YOUR INSTRUCTIONS: In the entries that follow, count each line containing "door" and state the total, nothing more.

++++ RECORDS ++++

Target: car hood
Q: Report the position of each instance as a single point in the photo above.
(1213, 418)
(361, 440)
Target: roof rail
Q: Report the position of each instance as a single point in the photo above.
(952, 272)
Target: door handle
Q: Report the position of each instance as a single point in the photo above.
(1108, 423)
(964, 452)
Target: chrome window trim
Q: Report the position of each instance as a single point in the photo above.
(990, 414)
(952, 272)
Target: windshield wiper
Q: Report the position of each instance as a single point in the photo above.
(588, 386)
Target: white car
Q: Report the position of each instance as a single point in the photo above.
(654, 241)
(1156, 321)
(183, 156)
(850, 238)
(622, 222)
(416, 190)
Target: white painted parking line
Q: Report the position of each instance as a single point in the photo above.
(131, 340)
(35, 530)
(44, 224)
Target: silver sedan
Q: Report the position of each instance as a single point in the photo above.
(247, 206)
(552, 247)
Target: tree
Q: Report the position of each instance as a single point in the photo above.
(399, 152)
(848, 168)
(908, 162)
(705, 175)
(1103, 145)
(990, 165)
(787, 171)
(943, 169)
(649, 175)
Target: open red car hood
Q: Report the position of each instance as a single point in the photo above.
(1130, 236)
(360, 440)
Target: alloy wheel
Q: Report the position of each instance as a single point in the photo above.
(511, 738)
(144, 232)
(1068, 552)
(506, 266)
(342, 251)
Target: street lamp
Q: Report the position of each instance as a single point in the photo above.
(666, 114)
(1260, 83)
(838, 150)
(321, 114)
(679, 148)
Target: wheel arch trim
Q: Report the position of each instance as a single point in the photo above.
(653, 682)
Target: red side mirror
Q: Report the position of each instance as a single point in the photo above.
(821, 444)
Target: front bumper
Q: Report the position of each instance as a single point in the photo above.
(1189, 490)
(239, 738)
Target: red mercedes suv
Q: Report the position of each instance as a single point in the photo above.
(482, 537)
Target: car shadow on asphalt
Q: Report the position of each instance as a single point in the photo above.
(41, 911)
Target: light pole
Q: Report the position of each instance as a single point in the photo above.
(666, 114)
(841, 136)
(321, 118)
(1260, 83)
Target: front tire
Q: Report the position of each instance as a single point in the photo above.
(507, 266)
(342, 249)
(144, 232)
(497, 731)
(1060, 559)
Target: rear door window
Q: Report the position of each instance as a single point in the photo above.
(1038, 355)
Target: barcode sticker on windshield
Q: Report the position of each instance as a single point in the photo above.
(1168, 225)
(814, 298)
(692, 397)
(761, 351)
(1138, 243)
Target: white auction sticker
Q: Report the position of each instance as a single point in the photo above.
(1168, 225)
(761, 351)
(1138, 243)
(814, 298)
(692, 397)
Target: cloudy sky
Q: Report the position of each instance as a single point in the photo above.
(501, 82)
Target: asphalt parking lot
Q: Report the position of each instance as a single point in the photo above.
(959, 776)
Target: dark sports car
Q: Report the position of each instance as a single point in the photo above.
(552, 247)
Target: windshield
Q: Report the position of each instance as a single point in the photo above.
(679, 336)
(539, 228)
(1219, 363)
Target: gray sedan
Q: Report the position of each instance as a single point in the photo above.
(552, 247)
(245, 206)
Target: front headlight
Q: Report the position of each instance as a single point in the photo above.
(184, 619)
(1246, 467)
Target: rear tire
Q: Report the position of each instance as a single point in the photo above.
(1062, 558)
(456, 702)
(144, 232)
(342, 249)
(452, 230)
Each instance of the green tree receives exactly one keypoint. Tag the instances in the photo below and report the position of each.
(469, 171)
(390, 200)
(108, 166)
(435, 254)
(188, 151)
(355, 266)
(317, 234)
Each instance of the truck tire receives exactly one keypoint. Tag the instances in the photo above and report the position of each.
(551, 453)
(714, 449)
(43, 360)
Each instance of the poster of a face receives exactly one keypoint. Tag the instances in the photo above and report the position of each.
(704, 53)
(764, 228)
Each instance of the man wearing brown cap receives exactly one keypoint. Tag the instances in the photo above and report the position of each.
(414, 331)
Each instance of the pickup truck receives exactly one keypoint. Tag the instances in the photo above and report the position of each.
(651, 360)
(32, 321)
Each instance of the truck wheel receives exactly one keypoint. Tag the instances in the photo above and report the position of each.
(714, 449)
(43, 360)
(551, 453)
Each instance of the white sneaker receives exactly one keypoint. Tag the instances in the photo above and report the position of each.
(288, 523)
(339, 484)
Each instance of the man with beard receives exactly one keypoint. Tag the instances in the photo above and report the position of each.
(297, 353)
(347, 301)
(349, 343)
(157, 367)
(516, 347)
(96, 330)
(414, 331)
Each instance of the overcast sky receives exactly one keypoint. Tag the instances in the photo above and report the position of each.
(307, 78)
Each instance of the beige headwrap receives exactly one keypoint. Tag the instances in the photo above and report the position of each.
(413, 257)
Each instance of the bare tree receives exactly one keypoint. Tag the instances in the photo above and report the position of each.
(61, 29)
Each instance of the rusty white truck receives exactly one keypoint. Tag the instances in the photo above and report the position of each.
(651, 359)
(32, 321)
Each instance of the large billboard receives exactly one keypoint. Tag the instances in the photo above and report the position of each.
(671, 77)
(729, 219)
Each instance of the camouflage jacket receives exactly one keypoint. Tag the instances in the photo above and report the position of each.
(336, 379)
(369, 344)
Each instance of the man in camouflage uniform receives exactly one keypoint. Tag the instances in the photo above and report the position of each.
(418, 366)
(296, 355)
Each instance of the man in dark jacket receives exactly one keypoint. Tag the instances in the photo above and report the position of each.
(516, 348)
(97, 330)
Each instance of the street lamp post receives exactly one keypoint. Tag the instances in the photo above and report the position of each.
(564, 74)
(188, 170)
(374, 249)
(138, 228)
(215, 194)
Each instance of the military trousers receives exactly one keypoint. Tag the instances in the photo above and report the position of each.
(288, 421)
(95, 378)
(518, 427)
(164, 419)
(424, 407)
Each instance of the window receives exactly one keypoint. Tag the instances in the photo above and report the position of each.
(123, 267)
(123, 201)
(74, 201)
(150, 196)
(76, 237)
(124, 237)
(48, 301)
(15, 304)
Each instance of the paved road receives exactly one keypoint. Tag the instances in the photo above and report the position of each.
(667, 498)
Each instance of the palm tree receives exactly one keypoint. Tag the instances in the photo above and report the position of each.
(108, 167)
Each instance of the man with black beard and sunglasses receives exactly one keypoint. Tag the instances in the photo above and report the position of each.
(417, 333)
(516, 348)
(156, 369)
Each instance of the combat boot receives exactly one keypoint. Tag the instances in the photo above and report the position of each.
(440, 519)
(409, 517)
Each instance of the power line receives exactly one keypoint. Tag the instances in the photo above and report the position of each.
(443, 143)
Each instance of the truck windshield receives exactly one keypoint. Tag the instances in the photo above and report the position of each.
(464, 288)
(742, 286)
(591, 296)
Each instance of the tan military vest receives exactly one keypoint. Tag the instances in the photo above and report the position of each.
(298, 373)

++++

SOLUTION FOR THIS PROBLEM: 2